• [EXERCISE AIM]:
Reproduce only the stretch of the records that begins at the line containing "Target: white column" and continues through the end of the records, keeping every other line as it is and offsetting each coordinate in the points by -12.

— Start of MATERIAL SUPPLIED —

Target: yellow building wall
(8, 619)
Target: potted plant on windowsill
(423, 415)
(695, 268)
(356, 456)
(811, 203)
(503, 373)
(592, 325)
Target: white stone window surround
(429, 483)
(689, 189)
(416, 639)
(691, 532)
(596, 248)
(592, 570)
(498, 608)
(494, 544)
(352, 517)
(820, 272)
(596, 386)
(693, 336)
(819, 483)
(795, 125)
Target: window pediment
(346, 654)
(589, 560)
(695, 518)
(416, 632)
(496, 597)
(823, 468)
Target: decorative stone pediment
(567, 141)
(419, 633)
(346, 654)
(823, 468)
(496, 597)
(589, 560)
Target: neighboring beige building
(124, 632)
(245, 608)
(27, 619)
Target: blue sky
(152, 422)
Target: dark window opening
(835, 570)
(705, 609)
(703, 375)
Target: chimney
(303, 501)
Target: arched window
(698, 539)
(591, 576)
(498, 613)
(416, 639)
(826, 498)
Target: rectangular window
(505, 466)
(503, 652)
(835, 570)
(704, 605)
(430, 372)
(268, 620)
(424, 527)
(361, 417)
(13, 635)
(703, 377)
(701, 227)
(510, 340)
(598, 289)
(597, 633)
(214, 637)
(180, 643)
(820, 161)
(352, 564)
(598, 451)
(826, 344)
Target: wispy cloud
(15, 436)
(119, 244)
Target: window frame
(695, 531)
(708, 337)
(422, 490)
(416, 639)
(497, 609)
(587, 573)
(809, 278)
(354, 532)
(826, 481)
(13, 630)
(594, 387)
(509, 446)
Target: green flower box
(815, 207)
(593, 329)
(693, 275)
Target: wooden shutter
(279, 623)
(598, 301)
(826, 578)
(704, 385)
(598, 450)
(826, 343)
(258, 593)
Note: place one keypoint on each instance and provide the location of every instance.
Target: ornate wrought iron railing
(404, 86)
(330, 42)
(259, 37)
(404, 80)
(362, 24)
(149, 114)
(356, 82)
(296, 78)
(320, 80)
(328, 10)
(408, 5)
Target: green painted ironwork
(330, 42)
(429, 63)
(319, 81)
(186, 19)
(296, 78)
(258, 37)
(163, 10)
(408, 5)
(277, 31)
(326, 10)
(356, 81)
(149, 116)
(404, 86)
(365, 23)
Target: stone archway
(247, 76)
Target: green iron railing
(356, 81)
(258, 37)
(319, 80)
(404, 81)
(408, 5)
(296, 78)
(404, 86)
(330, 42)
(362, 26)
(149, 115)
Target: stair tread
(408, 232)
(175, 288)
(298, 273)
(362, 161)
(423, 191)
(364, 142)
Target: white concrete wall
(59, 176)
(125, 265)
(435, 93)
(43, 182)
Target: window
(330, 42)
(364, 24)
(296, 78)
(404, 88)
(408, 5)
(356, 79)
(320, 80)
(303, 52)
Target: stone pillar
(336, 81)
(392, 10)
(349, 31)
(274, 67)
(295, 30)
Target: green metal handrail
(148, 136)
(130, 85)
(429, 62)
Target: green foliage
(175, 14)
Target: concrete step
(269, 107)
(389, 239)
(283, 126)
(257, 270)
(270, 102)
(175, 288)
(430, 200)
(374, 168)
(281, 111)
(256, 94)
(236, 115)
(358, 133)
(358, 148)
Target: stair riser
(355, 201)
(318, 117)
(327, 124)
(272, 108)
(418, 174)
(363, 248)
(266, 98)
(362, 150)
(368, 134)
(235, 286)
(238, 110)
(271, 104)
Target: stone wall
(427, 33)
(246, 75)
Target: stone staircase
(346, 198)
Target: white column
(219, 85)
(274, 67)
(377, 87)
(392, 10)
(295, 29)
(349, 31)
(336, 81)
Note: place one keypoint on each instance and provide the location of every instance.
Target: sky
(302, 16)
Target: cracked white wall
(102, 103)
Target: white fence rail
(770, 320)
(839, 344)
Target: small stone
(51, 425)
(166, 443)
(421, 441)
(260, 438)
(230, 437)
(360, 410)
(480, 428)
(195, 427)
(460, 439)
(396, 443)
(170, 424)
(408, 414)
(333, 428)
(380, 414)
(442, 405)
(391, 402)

— End of MATERIAL SUPPLIED —

• [RESULT BELOW]:
Target: white column
(207, 73)
(262, 55)
(365, 75)
(380, -2)
(283, 17)
(337, 19)
(324, 69)
Note: place one keypoint on each instance and provide the location of every instance.
Target: sky
(290, 4)
Target: cracked white wall
(90, 91)
Target: white fence rail
(758, 308)
(827, 332)
Target: small stone
(39, 413)
(154, 431)
(409, 429)
(248, 426)
(218, 425)
(348, 398)
(468, 416)
(183, 415)
(448, 427)
(384, 431)
(158, 412)
(396, 402)
(321, 416)
(368, 402)
(430, 393)
(379, 390)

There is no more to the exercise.